• Extracted information:
────────────────────

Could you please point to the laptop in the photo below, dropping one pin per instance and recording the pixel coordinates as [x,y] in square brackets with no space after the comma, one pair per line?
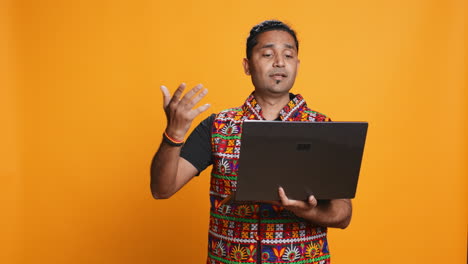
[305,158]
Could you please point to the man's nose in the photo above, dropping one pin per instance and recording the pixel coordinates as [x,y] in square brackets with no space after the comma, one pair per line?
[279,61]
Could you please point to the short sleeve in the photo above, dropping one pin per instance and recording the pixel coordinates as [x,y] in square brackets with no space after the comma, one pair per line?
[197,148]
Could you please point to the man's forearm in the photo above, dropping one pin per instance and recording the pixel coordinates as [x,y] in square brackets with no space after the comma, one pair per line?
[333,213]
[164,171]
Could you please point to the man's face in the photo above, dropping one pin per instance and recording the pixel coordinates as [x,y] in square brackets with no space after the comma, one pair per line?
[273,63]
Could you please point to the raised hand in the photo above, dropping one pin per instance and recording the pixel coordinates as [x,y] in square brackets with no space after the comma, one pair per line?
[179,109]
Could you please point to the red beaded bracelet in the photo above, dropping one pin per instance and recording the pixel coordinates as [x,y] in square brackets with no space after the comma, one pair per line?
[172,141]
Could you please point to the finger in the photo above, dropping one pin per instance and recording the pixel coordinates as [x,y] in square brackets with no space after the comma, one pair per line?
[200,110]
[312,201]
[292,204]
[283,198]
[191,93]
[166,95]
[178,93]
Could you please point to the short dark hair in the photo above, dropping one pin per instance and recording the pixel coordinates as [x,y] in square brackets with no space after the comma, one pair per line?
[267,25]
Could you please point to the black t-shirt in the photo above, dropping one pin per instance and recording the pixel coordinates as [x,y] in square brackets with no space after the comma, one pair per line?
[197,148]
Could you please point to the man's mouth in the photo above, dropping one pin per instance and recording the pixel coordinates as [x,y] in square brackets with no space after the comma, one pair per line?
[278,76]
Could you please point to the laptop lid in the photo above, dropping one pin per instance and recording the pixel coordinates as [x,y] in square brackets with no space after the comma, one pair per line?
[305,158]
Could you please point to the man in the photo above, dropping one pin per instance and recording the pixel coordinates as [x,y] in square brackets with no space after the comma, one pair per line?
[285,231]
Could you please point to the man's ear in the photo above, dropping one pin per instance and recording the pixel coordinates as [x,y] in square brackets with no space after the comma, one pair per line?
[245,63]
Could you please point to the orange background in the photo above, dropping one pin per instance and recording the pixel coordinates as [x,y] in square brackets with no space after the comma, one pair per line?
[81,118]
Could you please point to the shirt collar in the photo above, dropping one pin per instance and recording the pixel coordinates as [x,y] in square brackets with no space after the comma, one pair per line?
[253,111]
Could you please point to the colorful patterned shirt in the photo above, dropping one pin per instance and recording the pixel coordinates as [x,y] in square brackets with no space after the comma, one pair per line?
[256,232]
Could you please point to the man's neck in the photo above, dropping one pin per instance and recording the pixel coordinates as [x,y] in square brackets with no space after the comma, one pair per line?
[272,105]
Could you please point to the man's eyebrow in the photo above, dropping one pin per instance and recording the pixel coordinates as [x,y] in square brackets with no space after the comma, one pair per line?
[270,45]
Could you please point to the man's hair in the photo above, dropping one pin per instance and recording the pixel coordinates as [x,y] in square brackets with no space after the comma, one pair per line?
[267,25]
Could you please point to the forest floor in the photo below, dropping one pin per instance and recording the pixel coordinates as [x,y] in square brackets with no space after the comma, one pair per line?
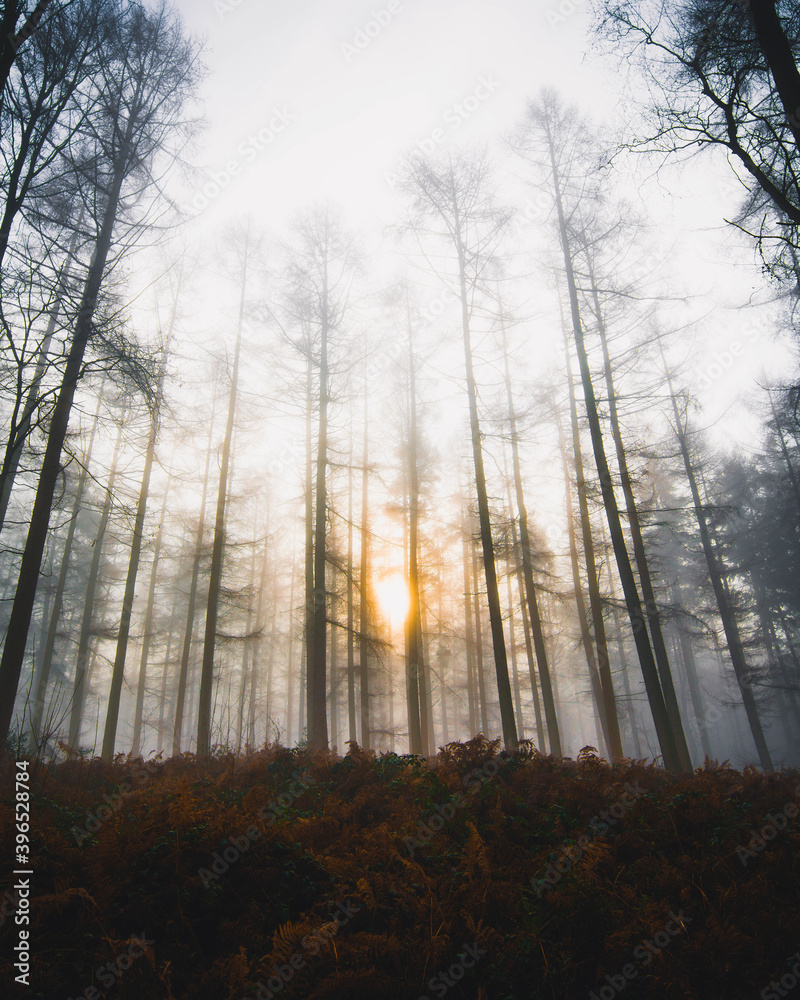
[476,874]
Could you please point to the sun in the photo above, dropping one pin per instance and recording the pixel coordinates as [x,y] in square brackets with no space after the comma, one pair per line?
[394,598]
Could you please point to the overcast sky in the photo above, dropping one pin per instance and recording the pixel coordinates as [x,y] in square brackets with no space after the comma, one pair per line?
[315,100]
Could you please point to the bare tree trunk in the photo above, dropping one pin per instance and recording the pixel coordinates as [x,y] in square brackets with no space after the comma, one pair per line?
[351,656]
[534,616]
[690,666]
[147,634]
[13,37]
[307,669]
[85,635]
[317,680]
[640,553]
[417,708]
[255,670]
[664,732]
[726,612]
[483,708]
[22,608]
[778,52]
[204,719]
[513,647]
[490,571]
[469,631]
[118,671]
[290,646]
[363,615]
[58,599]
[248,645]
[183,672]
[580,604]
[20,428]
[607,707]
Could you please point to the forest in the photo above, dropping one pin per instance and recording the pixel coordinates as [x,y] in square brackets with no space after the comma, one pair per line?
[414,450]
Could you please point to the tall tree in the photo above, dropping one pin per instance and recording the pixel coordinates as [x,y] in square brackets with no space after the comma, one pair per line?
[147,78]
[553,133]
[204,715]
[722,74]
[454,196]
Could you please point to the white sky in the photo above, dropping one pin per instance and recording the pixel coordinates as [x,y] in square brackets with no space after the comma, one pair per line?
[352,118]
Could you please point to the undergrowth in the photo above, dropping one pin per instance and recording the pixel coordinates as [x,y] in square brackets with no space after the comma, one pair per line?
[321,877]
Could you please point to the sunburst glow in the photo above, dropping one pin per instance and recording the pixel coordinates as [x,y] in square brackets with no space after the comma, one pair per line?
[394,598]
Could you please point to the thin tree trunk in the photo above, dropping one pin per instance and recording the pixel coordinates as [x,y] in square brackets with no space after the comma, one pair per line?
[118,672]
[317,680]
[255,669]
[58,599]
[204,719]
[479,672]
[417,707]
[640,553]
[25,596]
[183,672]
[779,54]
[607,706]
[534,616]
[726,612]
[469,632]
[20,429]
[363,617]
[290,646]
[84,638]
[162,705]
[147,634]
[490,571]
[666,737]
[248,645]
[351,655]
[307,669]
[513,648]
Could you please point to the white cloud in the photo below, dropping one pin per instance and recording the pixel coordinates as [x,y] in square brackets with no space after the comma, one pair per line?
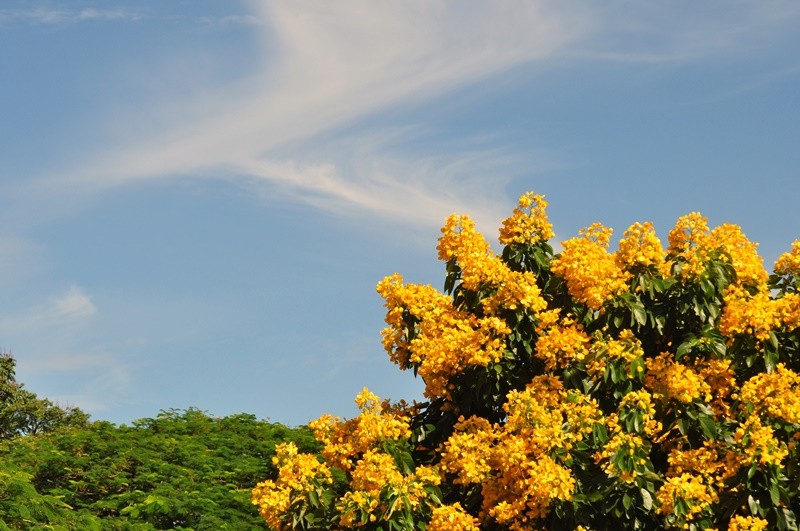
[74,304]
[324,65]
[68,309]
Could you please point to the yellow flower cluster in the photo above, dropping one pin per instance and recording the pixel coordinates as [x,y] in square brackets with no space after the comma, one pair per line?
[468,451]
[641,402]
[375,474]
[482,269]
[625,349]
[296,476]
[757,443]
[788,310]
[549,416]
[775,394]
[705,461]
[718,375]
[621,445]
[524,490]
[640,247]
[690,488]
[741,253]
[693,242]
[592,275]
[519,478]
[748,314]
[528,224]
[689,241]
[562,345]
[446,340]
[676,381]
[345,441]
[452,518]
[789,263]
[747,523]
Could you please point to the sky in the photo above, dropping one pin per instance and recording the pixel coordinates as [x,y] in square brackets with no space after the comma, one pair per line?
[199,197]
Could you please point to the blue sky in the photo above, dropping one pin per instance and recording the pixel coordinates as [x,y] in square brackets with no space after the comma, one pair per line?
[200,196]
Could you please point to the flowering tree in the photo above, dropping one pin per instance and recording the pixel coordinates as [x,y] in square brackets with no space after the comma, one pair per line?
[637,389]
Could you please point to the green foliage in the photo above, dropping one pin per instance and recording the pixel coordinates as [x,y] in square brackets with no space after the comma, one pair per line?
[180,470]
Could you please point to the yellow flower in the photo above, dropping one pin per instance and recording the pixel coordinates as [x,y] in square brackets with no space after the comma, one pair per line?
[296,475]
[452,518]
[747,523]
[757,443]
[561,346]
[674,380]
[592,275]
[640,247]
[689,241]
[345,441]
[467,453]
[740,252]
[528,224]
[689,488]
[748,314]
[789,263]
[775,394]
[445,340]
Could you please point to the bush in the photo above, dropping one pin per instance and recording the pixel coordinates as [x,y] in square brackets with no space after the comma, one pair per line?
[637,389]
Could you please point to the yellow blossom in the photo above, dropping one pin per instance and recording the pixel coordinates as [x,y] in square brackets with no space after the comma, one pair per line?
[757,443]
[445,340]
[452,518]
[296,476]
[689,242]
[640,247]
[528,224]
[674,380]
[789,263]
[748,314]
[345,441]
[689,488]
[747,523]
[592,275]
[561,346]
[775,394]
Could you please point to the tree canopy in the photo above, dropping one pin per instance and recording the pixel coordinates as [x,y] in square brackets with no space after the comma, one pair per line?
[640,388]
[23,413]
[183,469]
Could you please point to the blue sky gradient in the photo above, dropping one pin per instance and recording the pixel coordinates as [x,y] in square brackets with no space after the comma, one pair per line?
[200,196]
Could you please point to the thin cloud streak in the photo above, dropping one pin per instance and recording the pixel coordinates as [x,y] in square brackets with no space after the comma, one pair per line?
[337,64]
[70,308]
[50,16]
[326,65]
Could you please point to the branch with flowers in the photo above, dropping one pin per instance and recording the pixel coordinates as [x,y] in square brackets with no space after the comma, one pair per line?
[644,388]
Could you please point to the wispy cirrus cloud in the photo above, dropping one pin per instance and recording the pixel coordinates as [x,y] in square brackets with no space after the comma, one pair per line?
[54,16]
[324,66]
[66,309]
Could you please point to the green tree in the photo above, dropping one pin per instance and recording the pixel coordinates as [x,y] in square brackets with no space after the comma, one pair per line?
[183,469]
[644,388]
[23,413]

────────────────────

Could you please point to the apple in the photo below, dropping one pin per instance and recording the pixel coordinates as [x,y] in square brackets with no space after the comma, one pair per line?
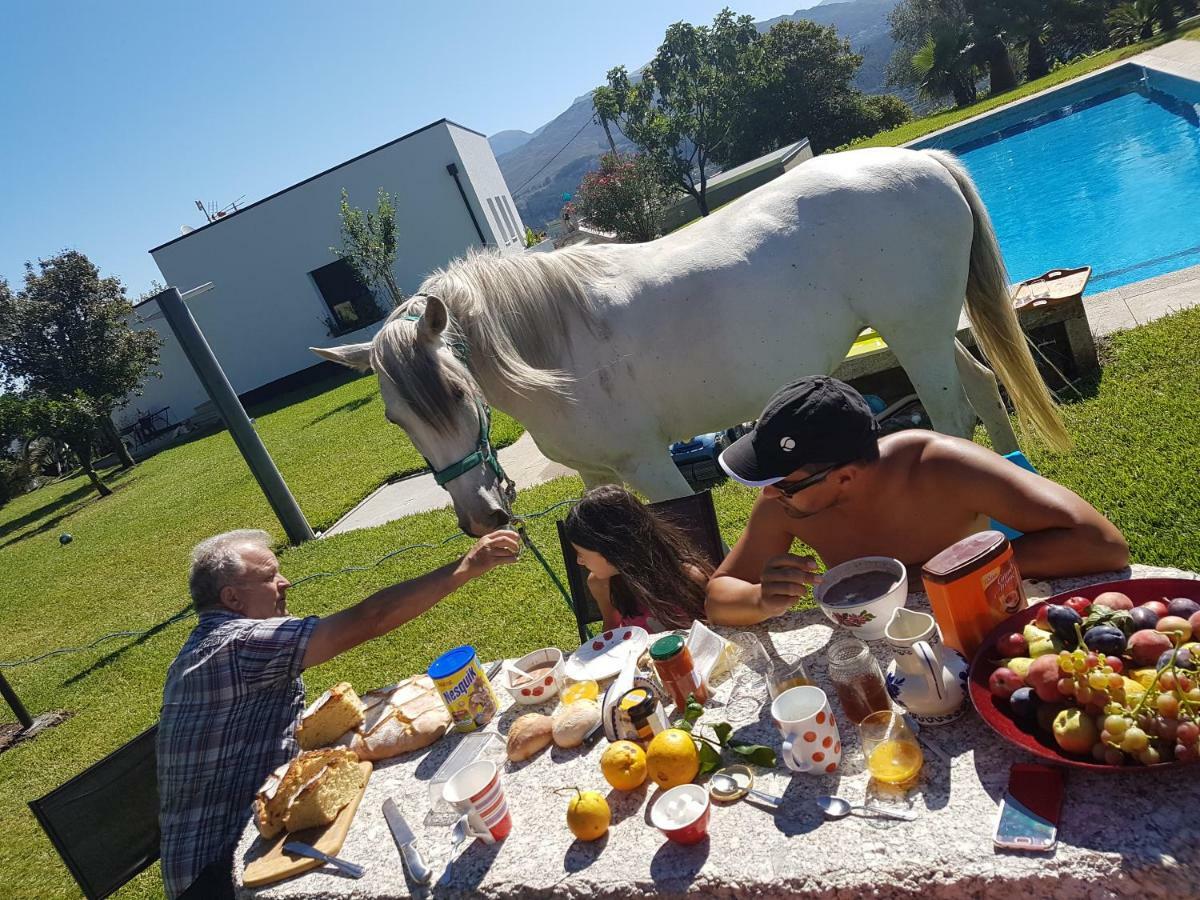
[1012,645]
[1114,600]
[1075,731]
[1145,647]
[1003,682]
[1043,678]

────────────────────

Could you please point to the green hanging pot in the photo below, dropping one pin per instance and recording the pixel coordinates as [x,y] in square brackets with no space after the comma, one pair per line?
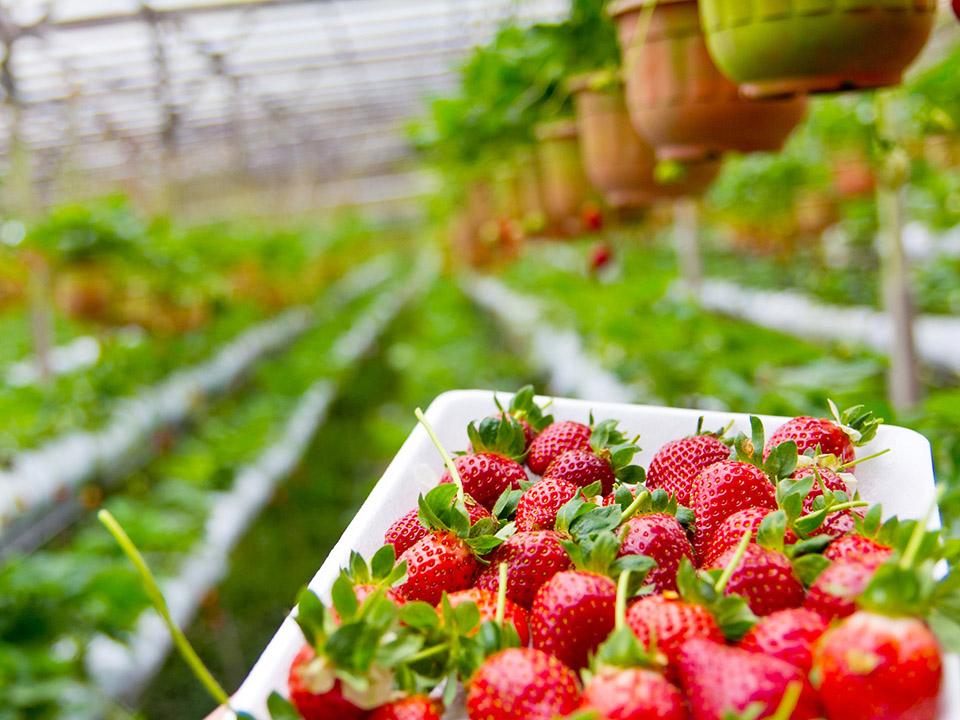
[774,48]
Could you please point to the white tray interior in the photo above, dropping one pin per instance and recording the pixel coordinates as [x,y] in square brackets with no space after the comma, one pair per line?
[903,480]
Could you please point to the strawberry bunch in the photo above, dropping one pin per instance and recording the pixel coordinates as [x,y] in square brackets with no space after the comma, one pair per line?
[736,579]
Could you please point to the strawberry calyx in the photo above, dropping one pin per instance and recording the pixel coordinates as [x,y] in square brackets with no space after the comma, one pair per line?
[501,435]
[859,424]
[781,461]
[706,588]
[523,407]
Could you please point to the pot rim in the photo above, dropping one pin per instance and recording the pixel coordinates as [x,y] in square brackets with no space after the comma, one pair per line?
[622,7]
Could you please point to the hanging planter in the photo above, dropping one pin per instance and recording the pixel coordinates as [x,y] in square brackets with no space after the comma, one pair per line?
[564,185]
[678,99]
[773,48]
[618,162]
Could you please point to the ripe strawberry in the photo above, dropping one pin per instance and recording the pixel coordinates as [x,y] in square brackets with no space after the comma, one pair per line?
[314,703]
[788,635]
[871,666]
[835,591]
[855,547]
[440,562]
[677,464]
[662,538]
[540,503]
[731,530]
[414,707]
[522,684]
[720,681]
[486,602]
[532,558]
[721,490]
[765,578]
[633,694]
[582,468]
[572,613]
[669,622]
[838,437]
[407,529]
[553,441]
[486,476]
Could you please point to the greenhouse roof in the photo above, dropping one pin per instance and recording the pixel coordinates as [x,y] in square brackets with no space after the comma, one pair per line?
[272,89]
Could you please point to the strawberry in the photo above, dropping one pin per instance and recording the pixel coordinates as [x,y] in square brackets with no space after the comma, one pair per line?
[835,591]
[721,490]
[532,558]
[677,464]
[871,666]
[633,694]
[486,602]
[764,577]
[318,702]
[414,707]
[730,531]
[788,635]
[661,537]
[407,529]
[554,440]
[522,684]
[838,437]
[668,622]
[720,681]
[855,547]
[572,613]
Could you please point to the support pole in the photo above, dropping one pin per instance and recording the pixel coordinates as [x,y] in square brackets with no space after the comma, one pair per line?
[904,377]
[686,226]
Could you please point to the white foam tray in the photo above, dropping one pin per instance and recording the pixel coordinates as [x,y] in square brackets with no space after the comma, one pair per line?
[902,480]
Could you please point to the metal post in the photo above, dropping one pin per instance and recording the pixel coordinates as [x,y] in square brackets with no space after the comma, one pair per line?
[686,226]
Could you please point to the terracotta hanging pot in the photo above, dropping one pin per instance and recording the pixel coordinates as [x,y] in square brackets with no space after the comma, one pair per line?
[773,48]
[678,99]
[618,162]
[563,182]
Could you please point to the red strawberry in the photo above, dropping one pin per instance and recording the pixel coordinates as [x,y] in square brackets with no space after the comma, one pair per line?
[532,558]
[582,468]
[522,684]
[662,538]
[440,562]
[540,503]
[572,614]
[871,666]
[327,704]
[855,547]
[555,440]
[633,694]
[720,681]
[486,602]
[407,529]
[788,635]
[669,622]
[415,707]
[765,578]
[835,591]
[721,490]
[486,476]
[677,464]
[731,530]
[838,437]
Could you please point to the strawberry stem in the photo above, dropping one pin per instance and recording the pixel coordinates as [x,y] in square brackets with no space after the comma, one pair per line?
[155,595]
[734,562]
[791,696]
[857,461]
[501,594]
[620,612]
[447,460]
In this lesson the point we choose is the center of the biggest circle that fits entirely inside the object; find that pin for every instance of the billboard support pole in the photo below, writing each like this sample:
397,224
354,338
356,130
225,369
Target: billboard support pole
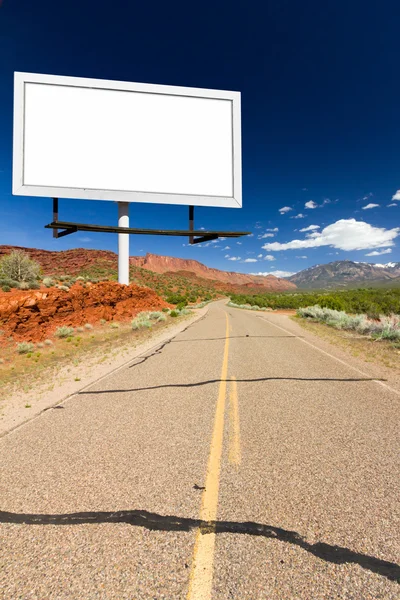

────────────────────

Scan the records for the string "billboard" and report each line where it occurs.

In this lesson the point we choose is the center of the biggest circle that fits entirely inside the object; find that pin for every instance of the billboard support pole in the photo below, writing each like this sample:
Target: billboard support pole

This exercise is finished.